→ What you are asked to do: Format every line of the rows below as a JSON list of strings, one string per line, with blank lines skipped and the pictures left out.

[Dataset items]
★ ★ ★

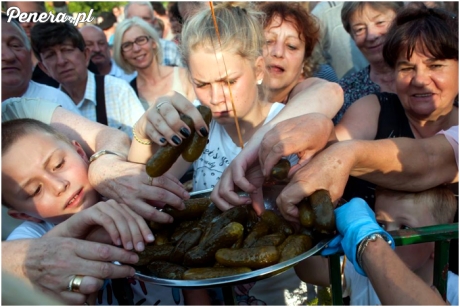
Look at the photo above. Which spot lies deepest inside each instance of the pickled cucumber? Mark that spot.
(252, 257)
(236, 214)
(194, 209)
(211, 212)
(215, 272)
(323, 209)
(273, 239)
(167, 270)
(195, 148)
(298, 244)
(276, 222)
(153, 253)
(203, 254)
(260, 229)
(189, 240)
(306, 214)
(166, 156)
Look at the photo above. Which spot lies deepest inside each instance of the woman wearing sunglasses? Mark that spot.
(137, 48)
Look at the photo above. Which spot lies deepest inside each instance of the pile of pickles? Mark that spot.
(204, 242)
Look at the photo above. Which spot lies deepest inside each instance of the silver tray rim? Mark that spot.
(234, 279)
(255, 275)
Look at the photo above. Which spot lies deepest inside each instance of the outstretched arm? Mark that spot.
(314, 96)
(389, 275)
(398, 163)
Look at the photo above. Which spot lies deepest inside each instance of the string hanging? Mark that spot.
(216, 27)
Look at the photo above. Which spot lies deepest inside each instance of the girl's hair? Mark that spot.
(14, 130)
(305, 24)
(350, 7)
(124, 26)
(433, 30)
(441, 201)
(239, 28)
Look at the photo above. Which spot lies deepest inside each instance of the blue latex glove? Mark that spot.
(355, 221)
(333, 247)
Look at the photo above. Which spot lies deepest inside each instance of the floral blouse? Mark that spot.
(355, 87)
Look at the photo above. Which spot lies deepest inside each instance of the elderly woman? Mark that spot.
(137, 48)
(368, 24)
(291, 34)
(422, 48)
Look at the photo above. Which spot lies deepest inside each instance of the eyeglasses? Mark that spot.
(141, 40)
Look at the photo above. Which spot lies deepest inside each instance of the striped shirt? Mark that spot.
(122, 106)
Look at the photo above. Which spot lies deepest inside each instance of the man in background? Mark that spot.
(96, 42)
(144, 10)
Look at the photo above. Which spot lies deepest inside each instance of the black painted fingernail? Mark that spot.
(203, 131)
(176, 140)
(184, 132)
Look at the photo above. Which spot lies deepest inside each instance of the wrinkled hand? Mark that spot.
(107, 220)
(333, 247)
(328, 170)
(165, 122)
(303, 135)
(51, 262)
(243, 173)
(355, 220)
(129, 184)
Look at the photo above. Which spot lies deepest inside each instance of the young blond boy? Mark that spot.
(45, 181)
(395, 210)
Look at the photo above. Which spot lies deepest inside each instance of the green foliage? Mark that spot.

★ ★ ★

→ Output:
[
  "Look at the photo above. Which spot lies deepest inside each instance of the pickled cucumber? Mark that spot.",
  "(252, 257)",
  "(236, 214)",
  "(194, 209)",
  "(211, 212)",
  "(215, 272)",
  "(323, 209)",
  "(273, 239)",
  "(167, 270)",
  "(195, 148)",
  "(298, 244)",
  "(276, 222)",
  "(153, 253)",
  "(203, 254)",
  "(260, 229)",
  "(189, 240)",
  "(306, 214)",
  "(166, 156)",
  "Look at the photo above. Which spot lies deepest inside each instance of the woman wearing sunglasses? Mark that spot.",
  "(137, 48)",
  "Look at the photo above. Which spot lies deepest inside each instance of the pile of pickles? Mark that spot.",
  "(204, 242)",
  "Look at the photo above. Which spot lies deepest inside each instance of the silver tray rim? Mark that spot.",
  "(234, 279)",
  "(255, 275)",
  "Look at the photo above. Which spot lies deepest inside each instance of the outstretched arm? Mark that spot.",
  "(314, 96)",
  "(389, 275)",
  "(398, 163)",
  "Look at the photo above. Which spot lies deepest inside each instance of the string hanging? Mark that spot.",
  "(216, 27)",
  "Look at the photo above. Which spot lies deepest inside each instance of the girl's hair? Mark that spot.",
  "(14, 130)",
  "(305, 24)",
  "(350, 7)",
  "(124, 26)",
  "(433, 30)",
  "(441, 201)",
  "(239, 28)",
  "Look at the photo above. Which spot lies deepest inside each instance of the blue latex glove? Mark that spot.",
  "(355, 221)",
  "(333, 247)",
  "Look at the photo above. Which spot lies deepest inside each instance of the floral blouse? Mark that spot.",
  "(355, 87)",
  "Look at the photo above. Which spot lies deepest inside each instance of the elderly woman? Mark that spot.",
  "(137, 48)",
  "(368, 24)",
  "(291, 34)",
  "(422, 48)",
  "Look at the photo above. Which spot lies deepest inside each instance of the eyeglasses? Mark that spot.",
  "(141, 40)",
  "Look at the photo above. Which spot lies deepest inside each instance of the striped shirt? Mark that spot.",
  "(122, 106)",
  "Look at the photo above. Which spot lies deepest inside each instance of the man in background? Mark that spot.",
  "(96, 42)",
  "(144, 10)",
  "Look at the photo above. Which spot lies deepest inside each instance of the black painted fingernail? Mark that spot.",
  "(203, 131)",
  "(176, 140)",
  "(184, 132)",
  "Look at the photo above. Which spot lies deepest inside each instance of the wrinkled hand? Mark that spot.",
  "(107, 220)",
  "(333, 247)",
  "(328, 170)",
  "(165, 122)",
  "(303, 135)",
  "(51, 262)",
  "(243, 173)",
  "(355, 220)",
  "(129, 184)",
  "Look at the photo above. Which spot lies deepest inside each instance of the young blond boy? Mark that spot.",
  "(45, 181)",
  "(395, 210)",
  "Look at the photo above. Which spot lies deepest inside each instance of the green foliage? Mark that spot."
]